* Task to complete
Reproduce the following material exactly, including every line.

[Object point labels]
****************************************

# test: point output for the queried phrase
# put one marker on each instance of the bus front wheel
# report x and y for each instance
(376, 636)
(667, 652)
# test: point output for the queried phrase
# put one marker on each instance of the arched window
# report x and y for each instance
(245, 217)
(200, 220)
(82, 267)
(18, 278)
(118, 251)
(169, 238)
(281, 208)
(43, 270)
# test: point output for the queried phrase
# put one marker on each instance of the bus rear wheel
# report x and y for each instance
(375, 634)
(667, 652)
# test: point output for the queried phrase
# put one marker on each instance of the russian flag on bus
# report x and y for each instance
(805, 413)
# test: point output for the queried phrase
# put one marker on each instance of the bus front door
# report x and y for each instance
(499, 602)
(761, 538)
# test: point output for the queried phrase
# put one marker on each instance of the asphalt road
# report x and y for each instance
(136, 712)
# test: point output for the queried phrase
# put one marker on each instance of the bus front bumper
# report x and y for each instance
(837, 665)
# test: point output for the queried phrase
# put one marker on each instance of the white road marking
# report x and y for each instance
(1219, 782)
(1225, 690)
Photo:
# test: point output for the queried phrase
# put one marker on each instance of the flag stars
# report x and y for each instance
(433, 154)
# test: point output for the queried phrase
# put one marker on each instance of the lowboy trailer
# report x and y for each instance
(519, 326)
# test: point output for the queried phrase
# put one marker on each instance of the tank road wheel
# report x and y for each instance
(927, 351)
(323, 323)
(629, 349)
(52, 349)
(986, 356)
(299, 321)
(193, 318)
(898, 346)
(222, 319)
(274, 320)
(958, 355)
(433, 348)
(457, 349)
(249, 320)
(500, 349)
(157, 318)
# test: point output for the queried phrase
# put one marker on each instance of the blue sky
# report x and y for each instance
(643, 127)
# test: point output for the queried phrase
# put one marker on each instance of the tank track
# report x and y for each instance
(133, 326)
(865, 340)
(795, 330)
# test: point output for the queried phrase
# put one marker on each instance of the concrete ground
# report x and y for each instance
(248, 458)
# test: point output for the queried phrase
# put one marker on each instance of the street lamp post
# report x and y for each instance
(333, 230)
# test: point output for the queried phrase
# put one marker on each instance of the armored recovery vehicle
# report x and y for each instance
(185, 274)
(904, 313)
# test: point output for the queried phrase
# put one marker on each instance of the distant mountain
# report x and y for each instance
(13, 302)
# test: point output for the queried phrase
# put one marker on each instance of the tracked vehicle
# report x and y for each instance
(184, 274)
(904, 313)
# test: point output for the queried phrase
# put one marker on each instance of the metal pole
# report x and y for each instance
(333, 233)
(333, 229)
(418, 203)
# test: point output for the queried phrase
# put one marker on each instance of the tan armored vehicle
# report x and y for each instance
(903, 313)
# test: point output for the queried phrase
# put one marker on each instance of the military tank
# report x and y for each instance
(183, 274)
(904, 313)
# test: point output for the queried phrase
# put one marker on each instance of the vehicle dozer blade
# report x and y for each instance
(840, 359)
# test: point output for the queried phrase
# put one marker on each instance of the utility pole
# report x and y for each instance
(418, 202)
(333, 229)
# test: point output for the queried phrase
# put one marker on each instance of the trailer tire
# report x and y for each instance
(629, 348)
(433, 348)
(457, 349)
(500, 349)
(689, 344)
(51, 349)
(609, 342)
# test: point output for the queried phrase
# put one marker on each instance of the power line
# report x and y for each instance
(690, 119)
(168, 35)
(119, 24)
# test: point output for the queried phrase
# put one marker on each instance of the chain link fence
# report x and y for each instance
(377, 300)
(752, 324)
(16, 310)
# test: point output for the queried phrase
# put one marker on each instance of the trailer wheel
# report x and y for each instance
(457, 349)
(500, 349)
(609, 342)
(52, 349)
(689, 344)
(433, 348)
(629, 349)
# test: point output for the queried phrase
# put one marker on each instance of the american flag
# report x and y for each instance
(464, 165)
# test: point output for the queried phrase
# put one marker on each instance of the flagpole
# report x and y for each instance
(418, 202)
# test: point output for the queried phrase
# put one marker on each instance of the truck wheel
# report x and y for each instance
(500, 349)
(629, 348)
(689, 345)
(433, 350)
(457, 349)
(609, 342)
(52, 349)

****************************************

* Task response
# test: point output for the queried phrase
# put one marker on each instance of the bus front wheel
# report x and y for each instance
(376, 636)
(667, 652)
# test: point output for the queried phrase
# put one marker on each instance of the arched window
# report x and y for each instance
(245, 217)
(200, 220)
(82, 267)
(18, 278)
(118, 251)
(169, 238)
(281, 208)
(43, 270)
# test: point output for the queried phrase
# put one marker on each instance of the bus rear wheel
# report x and y for each instance
(375, 634)
(667, 652)
# test: point output for the queried phrase
# put one marker on each instance of the russian flag on bus
# report x and y for each instance
(805, 413)
# test: point output for the queried phrase
# put one marker on each instance of the bus front door
# report x and y for each instance
(499, 602)
(761, 538)
# test: point output for the queried phrase
# put one marker on each instance of the asphalt road
# report x and y for each instance
(136, 712)
# test: point output for the queried phrase
# put one marker on each instance of the bus front bumper
# report x and y for each instance
(837, 665)
# test: point output for the queried phrase
# put one marker on each instance of the white road marking
# report x and y for each instance
(1219, 782)
(1225, 690)
Photo:
# test: point output for the queried phrase
# put one marker on each instance of the flag stars
# report x and y for each instance
(433, 154)
# test: point output for the queried phrase
# put one marker on each instance of the lowboy trailer
# report x and y for each instance
(519, 326)
# test: point output for the queried phrase
# put one marker on each instance of the tank road wheel
# report x and y for each instance
(927, 351)
(323, 323)
(629, 349)
(52, 349)
(986, 356)
(299, 321)
(193, 318)
(898, 346)
(222, 319)
(274, 320)
(958, 355)
(433, 348)
(457, 349)
(249, 320)
(500, 349)
(157, 318)
# test: point output for the queried phrase
# put one marker on each instance of the blue sky
# report x and y for each instance
(643, 127)
# test: point output for the queried phrase
# put one marker on each instance of the tank track
# report x and y for each instance
(133, 326)
(865, 340)
(795, 330)
# test: point output for the queried phrase
# put one marker on each instance of the concrete ground
# report x and y for each instance
(248, 458)
# test: point output for the queried phrase
# put one marker on each instance of the street lamp post
# report x and y for each instance
(333, 230)
# test: point output for the queried phrase
# put one marker on each instance of the armored recovery vehicle
# report x and y for each instance
(185, 274)
(904, 313)
# test: point output for the queried phrase
# put one marker on each instance of the distant mountain
# report x and y for each instance
(13, 302)
# test: point output for the queried phrase
# put one marker on each instance of the tracked vehicle
# report x and y for each instance
(184, 274)
(904, 313)
# test: point output for the queried phrase
# put one marker on each instance of the metal pole
# report x and y for each instance
(333, 233)
(333, 229)
(418, 203)
# test: point output for the queried phrase
# put one marker on each instance of the tan armored vehicle
# report x and y for each instance
(903, 313)
# test: point output for the queried phrase
# put one marker on each instance of the military tank
# report x and y for each instance
(183, 274)
(904, 313)
# test: point output for the queried phrase
# put one marker on each instance of the vehicle dozer blade
# report x and y for each instance
(840, 359)
# test: point output for the queried phrase
# put one marker on each instance of the utility pole
# report x and y for each instance
(418, 202)
(333, 229)
# test: point output for the queried phrase
# put one marker on each instance of the trailer tire
# report x and y for each instance
(629, 348)
(433, 348)
(457, 349)
(500, 349)
(689, 344)
(51, 349)
(609, 342)
# test: point output for the queried phrase
# put one marker on each instance of the power line
# report x and y for each instance
(690, 119)
(168, 35)
(119, 24)
# test: point output for the queried phrase
# put one marker on each instance of the chain link fence
# report x and y for each instance
(377, 300)
(752, 324)
(16, 310)
# test: point output for the queried phrase
# put one marker on each instance of the trailer wheel
# report x and y for each instance
(457, 349)
(500, 349)
(609, 342)
(52, 349)
(689, 344)
(433, 348)
(629, 349)
# test: point output for the queried phrase
# put one marker on each instance of the american flag
# report x and y for each instance
(464, 165)
# test: point output for the queried phrase
# put one marker on each instance of the flagpole
# report x and y for each instance
(418, 202)
# test: point output for the queried phrase
# put one marker on each instance of the truck wheel
# report x and y for each instance
(500, 349)
(629, 348)
(689, 345)
(433, 350)
(457, 349)
(609, 342)
(52, 349)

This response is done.